(제시된 과제): 아래 행 가운데 "rock"라는 문자열이 들어 있는 행을 모두 골라 그대로 옮겨 적으세요. 대소문자를 구분합니다.

(연습 자료):
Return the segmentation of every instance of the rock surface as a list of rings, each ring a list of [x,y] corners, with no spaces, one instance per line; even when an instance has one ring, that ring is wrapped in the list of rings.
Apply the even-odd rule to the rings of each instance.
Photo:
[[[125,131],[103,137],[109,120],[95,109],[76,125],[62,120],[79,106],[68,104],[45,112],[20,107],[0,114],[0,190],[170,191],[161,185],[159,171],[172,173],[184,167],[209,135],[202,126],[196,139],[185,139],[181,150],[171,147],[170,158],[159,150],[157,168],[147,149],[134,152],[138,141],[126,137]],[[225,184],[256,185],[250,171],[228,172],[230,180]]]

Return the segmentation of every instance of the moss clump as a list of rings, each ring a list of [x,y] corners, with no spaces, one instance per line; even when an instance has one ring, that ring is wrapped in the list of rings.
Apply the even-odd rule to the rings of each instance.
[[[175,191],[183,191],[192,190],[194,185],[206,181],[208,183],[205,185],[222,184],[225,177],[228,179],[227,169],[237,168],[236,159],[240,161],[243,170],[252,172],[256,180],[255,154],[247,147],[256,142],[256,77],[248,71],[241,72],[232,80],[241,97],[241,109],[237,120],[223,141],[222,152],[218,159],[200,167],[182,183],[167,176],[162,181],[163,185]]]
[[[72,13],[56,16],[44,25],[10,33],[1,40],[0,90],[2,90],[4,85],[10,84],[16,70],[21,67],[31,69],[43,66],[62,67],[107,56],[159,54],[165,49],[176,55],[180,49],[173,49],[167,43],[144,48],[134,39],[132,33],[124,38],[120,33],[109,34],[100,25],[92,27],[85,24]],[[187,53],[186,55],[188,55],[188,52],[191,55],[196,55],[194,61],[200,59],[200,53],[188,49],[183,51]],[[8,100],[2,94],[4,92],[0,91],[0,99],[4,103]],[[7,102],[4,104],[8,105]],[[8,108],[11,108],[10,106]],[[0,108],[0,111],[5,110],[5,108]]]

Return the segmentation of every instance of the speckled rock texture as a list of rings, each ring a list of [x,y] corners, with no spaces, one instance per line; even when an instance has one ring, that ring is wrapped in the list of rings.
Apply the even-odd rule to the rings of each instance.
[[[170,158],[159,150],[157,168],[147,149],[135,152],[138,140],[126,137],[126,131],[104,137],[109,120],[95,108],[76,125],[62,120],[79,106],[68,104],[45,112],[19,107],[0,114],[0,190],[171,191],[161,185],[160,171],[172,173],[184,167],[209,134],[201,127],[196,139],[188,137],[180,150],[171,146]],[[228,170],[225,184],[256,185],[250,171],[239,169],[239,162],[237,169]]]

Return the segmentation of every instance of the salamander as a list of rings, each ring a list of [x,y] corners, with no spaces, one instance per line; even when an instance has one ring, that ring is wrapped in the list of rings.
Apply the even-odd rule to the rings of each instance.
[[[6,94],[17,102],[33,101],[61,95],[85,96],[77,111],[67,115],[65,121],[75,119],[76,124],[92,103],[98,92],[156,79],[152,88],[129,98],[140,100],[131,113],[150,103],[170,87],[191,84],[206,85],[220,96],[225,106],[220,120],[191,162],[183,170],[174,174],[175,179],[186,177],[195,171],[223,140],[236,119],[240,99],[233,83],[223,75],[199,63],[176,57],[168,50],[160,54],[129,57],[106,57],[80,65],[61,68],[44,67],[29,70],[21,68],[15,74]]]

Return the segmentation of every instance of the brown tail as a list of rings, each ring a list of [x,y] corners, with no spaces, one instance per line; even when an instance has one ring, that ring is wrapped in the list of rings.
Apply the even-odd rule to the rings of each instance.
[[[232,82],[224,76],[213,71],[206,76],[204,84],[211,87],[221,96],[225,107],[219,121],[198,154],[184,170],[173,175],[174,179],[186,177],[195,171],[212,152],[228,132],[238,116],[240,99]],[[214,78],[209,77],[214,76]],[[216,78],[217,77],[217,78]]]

(정답):
Return the segmentation of every instance of the rock surface as a list of rings, each ring a list of [x,y] corners, with no spaces, one instance per line; even when an instance has one ring, that ring is wrapped in the list of rings.
Return the segmentation of every instance of the speckled rock texture as a list of rings, each ring a list of [x,y] corners, with no spaces, one instance per line; even when an instance has one ring, that ring is wrapped in the list of rings.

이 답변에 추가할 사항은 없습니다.